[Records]
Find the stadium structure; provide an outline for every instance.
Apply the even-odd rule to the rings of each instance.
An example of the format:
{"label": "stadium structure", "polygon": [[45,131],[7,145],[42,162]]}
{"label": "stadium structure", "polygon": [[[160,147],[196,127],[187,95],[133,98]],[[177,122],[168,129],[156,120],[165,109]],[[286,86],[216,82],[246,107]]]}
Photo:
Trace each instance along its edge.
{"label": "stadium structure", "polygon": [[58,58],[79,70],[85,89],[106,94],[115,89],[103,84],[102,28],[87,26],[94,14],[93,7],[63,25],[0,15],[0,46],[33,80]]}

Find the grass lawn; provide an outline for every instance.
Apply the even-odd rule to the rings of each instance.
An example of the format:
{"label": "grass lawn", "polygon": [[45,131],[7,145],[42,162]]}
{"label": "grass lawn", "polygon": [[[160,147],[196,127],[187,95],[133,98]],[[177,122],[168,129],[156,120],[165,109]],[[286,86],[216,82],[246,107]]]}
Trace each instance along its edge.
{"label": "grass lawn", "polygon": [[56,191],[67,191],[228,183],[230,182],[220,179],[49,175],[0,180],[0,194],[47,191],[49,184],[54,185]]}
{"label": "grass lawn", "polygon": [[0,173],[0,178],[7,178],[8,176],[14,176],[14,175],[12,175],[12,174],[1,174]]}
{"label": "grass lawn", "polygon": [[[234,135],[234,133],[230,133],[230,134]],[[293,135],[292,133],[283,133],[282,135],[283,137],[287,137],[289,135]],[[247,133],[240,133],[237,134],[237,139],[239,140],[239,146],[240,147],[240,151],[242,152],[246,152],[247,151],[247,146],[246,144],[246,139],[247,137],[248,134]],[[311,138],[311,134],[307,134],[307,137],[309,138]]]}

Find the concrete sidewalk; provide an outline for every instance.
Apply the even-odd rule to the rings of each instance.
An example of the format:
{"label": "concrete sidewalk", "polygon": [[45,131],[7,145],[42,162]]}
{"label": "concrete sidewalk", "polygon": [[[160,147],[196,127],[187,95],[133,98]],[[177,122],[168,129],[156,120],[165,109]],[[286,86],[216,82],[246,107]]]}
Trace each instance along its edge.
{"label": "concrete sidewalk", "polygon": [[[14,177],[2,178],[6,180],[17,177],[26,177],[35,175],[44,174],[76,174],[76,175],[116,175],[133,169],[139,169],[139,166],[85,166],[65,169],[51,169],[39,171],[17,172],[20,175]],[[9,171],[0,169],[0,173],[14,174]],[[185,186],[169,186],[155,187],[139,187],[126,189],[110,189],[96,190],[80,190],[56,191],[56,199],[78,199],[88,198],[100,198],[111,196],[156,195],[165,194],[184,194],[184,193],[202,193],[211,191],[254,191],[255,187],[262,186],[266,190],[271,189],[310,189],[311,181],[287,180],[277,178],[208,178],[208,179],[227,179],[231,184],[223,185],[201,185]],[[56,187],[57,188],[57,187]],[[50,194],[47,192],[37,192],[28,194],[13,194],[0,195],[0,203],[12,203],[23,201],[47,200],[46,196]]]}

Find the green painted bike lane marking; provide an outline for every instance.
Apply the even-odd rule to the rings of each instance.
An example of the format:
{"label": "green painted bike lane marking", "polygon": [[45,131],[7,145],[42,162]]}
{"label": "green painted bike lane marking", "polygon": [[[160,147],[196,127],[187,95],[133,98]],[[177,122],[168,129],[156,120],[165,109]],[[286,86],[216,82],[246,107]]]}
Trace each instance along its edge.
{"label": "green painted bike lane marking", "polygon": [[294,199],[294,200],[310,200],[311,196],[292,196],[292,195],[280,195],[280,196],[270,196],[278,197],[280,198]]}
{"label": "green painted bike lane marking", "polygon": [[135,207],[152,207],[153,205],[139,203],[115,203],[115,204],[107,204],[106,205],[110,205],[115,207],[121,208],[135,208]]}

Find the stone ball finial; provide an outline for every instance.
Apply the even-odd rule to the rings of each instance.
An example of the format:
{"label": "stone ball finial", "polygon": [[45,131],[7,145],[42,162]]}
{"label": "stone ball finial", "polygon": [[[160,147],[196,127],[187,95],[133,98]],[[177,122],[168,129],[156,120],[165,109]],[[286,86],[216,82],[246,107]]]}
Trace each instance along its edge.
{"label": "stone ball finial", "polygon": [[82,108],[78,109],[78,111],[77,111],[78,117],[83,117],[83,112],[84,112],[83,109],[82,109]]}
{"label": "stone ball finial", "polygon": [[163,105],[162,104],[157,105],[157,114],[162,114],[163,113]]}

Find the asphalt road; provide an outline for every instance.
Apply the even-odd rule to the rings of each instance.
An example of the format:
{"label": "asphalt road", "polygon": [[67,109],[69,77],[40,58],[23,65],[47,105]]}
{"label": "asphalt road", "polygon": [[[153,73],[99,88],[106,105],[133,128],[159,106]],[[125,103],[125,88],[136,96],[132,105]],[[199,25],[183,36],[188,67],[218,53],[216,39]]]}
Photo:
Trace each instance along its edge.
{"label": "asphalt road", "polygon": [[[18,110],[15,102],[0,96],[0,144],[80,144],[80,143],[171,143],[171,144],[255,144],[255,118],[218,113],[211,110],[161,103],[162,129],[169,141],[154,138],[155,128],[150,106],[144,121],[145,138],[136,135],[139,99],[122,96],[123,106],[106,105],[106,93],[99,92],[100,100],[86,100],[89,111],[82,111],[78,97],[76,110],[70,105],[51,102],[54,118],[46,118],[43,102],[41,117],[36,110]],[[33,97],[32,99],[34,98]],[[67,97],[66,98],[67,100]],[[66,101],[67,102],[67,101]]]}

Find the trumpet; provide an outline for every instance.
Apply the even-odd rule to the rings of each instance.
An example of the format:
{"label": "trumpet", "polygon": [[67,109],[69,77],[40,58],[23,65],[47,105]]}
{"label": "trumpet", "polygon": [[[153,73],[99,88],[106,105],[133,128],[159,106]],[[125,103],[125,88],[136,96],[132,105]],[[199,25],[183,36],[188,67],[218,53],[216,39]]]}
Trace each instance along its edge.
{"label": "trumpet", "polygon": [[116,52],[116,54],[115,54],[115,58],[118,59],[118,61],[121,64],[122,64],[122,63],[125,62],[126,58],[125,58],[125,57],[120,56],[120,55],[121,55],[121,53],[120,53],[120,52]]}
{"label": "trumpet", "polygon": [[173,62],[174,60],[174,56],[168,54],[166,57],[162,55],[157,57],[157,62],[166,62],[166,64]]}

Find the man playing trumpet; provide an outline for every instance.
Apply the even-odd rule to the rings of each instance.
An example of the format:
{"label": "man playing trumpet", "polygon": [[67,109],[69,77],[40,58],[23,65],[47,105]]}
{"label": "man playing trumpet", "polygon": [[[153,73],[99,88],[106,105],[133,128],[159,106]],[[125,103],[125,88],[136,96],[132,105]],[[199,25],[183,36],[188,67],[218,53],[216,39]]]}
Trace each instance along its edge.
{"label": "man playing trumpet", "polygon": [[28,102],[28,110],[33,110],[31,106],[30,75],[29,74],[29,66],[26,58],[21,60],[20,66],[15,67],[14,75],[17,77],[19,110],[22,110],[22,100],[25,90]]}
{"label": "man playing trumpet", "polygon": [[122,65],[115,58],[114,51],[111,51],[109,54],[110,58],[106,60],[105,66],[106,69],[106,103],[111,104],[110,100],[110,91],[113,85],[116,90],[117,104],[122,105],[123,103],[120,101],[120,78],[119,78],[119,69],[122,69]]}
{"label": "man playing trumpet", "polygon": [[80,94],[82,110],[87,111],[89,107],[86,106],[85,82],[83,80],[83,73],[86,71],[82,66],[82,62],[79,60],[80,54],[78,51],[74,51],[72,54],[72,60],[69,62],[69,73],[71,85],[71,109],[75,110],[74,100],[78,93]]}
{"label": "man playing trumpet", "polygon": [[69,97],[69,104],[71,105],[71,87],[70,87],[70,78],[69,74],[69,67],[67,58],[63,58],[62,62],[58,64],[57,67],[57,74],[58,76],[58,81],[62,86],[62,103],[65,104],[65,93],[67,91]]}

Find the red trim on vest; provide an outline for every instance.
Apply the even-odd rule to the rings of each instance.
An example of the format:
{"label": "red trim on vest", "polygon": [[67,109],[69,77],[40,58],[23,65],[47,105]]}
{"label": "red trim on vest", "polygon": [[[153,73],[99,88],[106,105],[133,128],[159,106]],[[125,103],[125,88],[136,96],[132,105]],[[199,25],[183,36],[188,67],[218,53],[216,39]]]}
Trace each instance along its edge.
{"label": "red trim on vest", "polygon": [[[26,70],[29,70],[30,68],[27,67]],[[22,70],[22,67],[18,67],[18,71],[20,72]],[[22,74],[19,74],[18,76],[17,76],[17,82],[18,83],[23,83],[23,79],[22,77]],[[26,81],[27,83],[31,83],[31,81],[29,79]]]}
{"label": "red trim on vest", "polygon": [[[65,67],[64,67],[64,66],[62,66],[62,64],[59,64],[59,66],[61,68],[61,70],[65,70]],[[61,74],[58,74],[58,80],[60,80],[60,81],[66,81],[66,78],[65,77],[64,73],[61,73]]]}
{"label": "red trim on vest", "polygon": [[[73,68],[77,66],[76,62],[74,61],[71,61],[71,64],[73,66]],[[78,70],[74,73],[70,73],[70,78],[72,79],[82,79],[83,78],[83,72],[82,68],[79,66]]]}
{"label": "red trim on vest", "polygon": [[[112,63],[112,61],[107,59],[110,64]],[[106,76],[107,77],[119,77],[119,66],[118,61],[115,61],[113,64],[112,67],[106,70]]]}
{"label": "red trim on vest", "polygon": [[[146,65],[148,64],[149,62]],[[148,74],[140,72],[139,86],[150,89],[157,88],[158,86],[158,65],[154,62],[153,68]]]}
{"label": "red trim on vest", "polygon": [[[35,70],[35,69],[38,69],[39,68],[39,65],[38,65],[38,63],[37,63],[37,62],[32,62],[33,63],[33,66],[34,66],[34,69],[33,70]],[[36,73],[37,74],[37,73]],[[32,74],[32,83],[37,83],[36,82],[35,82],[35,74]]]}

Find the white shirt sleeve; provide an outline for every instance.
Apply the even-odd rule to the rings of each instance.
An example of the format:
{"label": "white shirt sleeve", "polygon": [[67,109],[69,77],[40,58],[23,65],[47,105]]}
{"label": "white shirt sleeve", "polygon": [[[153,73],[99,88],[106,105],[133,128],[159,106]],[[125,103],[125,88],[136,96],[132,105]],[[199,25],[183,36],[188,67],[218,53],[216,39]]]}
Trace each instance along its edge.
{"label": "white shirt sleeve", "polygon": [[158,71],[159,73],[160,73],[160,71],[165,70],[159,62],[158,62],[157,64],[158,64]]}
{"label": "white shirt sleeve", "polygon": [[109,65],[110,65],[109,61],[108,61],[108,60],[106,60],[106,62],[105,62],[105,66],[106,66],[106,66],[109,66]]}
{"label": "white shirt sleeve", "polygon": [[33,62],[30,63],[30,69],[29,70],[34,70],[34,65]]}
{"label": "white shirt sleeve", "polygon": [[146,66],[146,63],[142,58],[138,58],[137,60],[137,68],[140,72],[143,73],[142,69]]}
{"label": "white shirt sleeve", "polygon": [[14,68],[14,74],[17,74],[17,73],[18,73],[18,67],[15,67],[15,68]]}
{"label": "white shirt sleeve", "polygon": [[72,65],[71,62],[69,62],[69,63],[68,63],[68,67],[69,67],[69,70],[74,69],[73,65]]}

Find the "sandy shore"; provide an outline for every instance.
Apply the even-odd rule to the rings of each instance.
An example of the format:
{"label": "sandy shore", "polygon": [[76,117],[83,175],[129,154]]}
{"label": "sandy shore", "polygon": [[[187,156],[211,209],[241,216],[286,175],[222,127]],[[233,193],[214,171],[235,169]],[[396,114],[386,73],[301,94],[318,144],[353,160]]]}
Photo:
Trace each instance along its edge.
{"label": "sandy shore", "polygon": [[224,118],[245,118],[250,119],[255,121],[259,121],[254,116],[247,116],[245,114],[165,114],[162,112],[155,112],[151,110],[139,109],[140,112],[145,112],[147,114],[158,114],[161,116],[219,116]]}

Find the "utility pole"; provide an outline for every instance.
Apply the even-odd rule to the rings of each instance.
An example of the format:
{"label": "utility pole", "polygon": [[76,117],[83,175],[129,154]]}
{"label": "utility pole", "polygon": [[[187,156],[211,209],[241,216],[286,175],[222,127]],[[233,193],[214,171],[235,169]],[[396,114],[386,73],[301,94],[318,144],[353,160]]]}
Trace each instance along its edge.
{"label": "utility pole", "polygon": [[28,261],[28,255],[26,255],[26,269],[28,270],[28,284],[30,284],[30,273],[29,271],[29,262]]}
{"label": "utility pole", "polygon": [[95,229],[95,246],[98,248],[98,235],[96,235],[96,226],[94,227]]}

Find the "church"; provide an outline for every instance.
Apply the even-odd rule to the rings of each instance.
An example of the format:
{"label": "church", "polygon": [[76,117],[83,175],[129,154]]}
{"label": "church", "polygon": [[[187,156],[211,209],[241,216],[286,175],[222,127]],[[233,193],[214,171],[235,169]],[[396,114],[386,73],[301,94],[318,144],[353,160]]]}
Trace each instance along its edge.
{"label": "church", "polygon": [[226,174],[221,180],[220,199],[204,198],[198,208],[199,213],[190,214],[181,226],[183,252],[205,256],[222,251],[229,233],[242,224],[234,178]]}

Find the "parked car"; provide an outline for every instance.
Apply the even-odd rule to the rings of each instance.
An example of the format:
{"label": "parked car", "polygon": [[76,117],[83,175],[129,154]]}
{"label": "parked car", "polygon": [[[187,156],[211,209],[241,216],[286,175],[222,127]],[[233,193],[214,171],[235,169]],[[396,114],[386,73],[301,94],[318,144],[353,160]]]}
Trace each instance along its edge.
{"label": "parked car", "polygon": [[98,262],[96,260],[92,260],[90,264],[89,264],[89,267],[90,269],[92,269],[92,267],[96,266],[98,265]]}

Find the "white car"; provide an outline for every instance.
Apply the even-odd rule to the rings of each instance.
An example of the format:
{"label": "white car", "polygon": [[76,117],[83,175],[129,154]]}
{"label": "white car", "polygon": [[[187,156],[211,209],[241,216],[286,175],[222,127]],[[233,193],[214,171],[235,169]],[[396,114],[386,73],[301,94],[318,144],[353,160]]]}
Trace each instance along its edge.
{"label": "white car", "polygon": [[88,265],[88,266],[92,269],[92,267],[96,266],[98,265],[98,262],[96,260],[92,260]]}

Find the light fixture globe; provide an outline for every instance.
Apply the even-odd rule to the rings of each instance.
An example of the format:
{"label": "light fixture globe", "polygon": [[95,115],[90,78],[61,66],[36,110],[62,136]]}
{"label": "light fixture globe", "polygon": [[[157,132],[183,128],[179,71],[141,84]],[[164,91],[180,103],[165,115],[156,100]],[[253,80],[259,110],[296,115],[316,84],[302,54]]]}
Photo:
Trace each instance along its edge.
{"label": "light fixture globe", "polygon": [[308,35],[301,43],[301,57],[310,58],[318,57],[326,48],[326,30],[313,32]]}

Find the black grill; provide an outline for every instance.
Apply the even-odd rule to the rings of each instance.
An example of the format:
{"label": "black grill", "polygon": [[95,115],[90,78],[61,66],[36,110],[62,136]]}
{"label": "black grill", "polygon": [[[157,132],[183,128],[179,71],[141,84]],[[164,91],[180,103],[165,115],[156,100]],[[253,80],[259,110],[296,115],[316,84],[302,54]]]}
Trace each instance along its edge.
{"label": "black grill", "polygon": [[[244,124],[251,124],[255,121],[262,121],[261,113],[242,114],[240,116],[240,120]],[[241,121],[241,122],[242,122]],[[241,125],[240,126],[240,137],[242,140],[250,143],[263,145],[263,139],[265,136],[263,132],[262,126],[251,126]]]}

STATED TASK: Collect every line of the material above that contains the string "lane". Case counts.

RESULT FOR THIS TASK:
Find the green painted bike lane marking; provide an outline for every instance.
{"label": "green painted bike lane marking", "polygon": [[45,131],[7,145],[42,162]]}
{"label": "green painted bike lane marking", "polygon": [[[160,147],[196,127],[187,95],[133,98]],[[177,122],[168,129],[156,120],[165,109]],[[286,86],[216,82],[246,107]]]}
{"label": "green painted bike lane marking", "polygon": [[294,199],[294,200],[310,200],[311,196],[292,196],[292,195],[280,195],[280,196],[270,196],[278,197],[280,198]]}
{"label": "green painted bike lane marking", "polygon": [[135,207],[152,207],[153,205],[139,203],[115,203],[115,204],[107,204],[106,205],[110,205],[115,207],[121,208],[135,208]]}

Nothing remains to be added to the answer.